Consigne A: Recopiez à l'identique les lignes placées après le texte sur la culture, de la première d'entre elles jusqu'à celle qui contient "(1121, 748)", celle-ci comprise.

##### Texte source #####

Alors, j'aimerais quand même dire combien nous sommes d'accord
avec vous dans le texte que nous avions devant nous au moment où vous
disiez: "La culture doit être au coeur de la perception - là, je
vous cite - et de la détermination de notre avenir, que ce soit sur les
plans économique, politique ou social." Nous partageons
entièrement ce que vous avez avancé dans votre texte.
La culture et sa vitalité quident et doivent guider
quotidiennement la réflexion d'un ministère de la culture, la
réflexion de ceux et celles qui en ont ta responsabilité comme la
réflexion du gouvernement au moment où nous discutons de culture.
Les points de vue que vous avez exprimés, je pense, se conjuguent aussi
avec ceux
qu'expriment d'autres organismes culturels. Peut-être qu'il y en a
qui viendront nous les faire connaître ici, mais on retrouve d'un groupe
à l'autre ies mêmes points de vue qui sont exprimés par
rapport à la culture, par rapport à nos productions culturelles,
par rapport à nos industries culturelles, par rapport aussi à la
nécessité pour l'État d'assurer un soutien, un appui pour
le développement, pour la distribution, pour la diffusion et même
pour la formation. Je pense que l'État devra toujours apporter cet
appui. C'est pour cela que nous ne pensons pas que nous pouvons négocier
que l'État se retire de ces champs d'action.

##### Données sources #####

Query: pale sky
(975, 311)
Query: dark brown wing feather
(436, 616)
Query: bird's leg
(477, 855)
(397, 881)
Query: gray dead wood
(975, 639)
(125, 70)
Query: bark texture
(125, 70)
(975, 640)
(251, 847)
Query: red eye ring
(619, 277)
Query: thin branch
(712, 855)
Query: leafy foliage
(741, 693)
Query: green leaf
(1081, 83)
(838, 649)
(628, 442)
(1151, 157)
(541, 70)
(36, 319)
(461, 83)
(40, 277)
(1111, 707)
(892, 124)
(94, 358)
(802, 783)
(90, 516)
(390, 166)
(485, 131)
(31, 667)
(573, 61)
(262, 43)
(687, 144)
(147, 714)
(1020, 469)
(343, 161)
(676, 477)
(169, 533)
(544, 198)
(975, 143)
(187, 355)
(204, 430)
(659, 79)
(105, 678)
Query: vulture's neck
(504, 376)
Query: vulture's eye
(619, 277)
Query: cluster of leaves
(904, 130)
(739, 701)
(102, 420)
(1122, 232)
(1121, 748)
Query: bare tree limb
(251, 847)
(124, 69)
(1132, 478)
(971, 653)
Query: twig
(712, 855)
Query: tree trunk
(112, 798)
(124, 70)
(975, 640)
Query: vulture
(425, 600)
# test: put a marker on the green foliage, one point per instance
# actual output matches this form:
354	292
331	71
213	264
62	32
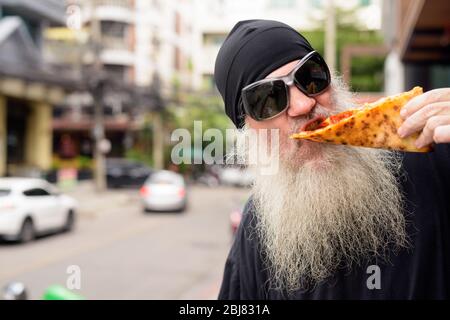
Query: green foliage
367	72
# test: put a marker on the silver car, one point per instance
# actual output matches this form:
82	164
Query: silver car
164	191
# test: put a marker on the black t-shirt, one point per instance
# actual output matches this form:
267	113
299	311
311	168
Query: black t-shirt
420	272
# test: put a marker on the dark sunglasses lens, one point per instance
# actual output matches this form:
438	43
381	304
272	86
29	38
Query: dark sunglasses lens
266	100
313	76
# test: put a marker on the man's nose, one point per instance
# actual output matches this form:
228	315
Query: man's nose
299	103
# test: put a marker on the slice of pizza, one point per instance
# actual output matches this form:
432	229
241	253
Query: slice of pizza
374	125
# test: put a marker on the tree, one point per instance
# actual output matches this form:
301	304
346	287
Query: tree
367	72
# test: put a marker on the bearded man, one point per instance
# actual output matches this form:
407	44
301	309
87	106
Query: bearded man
333	221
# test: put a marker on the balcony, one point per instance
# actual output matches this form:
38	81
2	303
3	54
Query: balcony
114	10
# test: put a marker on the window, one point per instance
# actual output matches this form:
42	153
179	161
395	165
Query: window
36	192
113	29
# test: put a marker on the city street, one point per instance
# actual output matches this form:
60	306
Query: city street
124	253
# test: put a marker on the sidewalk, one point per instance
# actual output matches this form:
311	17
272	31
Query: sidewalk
92	203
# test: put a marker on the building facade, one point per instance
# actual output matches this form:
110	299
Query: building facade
29	88
418	36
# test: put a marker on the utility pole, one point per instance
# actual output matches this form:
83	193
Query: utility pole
330	35
158	141
97	93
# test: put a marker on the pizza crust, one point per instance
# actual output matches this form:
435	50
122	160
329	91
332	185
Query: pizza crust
375	126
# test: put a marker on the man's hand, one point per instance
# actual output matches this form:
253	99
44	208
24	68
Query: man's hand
429	112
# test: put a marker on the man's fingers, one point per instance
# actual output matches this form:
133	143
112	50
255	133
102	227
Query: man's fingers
428	134
418	120
442	134
428	97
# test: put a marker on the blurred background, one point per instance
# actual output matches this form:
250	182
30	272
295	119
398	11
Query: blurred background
90	92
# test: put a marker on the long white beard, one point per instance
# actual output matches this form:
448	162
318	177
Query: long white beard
318	214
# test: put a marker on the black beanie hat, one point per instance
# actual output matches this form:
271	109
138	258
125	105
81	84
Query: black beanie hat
251	51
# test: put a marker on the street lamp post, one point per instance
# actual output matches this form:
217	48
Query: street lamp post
97	91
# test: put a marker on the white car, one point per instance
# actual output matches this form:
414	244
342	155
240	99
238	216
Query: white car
164	191
31	207
234	176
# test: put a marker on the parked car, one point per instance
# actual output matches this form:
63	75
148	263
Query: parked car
164	191
125	173
30	207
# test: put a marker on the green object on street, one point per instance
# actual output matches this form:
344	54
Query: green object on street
58	292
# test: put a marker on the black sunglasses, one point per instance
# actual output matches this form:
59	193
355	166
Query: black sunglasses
267	98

#####

Consigne B: Rédigez la suite du texte sur le soutien de l'État à la culture, en reprenant juste après sa dernière phrase.

Réponse rédigée A:
Query: pale sky
(975, 311)
Query: dark brown wing feather
(436, 616)
Query: bird's leg
(477, 855)
(397, 881)
Query: gray dead wood
(975, 639)
(125, 70)
Query: bark texture
(125, 70)
(975, 640)
(251, 847)
Query: red eye ring
(619, 277)
Query: thin branch
(712, 855)
Query: leafy foliage
(741, 693)
Query: green leaf
(1081, 83)
(838, 649)
(628, 442)
(1151, 157)
(541, 70)
(36, 319)
(461, 83)
(40, 277)
(1111, 707)
(892, 124)
(94, 358)
(802, 783)
(90, 516)
(390, 166)
(485, 131)
(31, 667)
(573, 61)
(262, 43)
(687, 144)
(147, 714)
(1020, 469)
(343, 161)
(676, 477)
(169, 533)
(544, 198)
(975, 143)
(187, 355)
(204, 430)
(659, 79)
(105, 678)
Query: vulture's neck
(504, 376)
Query: vulture's eye
(619, 277)
Query: cluster of leaves
(904, 130)
(739, 701)
(102, 420)
(1122, 232)
(1121, 748)

Réponse rédigée B:
Cela dit, quand on regarde votre dossier, à un certain moment
donné, vous parlez des producteurs de disques, de bandes, de langue
française comme de langue anglaise, qui pensent que les
États-Unis représentent le principal débouché pour
leurs produits. Il me semble avoir entendu plusieurs producteurs
québécois nous dire qu'ils ont des problèmes à
penser "marché américain" à cause de la différence
de langue par exemple, est-ce que vous pourriez peut-être expliciter
davantage? C'était le dossier que vous aviez présenté en
1985.
Mme Fortier: Effectivement, il existe un marché possible
aux États-Unis, mais il est très dispersé, donc il est
aussi très difficile à distribuer. Je pense qu'il n'y a pas un
accord de libre-échange, même s'il y avait la culture, qui ferait
en sorte de changer les règles aux États-Unis où c'est une
question de volonté de la part des distributeurs de prendre nos
produits, parce que, jusqu'à maintenant, on ne peut pas distribuer nos
propres produits aux États-Unis. Donc, il faut passer par un
distributeur. Il y a effectivement aux États-Unis un marché qui
pourrait être intéressant. D'ailleurs, les gouvernements, que ce
soit le gouvernement du Québec, le ministère des Communications
ou le gouvernement fédéral, ont vu en Amérique du Nord un
marché francophone puisque, dans la demande de permis, par exemple, de
TV5 au Canada, il est question, dans un avenir plus ou moins rapproché,
d'émettre nos signaux aux États-Unis. Donc, il y a un
marché francophone à ce niveau. (22 heures)
Mme Bacon: Des accords pourraient être signés sur le
libre-échange dans différents secteurs. Pensez-vous que ces
accords pourraient avoir certains effets sur le secteur culturel? Est-ce l'une
de vos préoccupations? On parle du secteur économique ou d'autres
secteurs.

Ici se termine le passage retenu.